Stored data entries

━━━━━━━━

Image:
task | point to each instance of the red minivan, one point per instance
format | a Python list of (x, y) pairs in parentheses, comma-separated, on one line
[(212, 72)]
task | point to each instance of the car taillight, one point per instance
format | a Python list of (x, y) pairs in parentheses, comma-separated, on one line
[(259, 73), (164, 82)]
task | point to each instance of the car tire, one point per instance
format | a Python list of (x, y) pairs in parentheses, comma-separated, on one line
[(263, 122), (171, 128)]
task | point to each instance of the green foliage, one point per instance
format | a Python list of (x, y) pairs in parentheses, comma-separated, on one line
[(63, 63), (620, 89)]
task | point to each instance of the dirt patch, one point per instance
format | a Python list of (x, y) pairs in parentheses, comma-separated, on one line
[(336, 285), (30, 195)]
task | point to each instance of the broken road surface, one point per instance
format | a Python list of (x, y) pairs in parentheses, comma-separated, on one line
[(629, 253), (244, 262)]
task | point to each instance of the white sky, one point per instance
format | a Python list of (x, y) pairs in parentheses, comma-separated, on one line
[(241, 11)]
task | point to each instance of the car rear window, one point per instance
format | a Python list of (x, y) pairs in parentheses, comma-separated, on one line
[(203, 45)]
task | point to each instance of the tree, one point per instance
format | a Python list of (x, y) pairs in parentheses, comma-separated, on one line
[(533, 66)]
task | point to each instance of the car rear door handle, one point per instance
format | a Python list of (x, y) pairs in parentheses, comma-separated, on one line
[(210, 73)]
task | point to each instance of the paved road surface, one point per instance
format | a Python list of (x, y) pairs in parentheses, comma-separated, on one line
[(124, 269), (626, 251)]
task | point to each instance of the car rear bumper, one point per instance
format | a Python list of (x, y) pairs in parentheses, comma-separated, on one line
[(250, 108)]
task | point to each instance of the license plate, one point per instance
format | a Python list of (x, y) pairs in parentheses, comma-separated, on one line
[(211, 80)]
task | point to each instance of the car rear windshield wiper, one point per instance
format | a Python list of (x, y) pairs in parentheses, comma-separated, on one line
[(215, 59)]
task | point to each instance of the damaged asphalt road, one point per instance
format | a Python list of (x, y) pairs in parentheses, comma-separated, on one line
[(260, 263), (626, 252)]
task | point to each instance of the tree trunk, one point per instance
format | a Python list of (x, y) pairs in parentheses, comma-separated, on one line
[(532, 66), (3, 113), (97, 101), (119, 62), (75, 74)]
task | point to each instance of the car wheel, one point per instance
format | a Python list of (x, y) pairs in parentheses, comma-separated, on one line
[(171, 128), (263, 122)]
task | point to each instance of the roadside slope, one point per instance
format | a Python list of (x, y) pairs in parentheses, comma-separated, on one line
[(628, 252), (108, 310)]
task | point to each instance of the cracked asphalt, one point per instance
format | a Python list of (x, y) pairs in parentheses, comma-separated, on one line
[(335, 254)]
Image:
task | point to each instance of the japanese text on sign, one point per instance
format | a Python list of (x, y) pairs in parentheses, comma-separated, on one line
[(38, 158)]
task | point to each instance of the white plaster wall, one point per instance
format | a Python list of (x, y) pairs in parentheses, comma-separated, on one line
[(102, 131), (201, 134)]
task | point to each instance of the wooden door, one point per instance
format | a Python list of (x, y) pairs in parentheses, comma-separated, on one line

━━━━━━━━

Pull out every line in the data above that has the word "asphalt".

[Answer box]:
task | point to each instance of the damaged asphalt road, one point per instance
task | point to each instance of the cracked asphalt, one point per instance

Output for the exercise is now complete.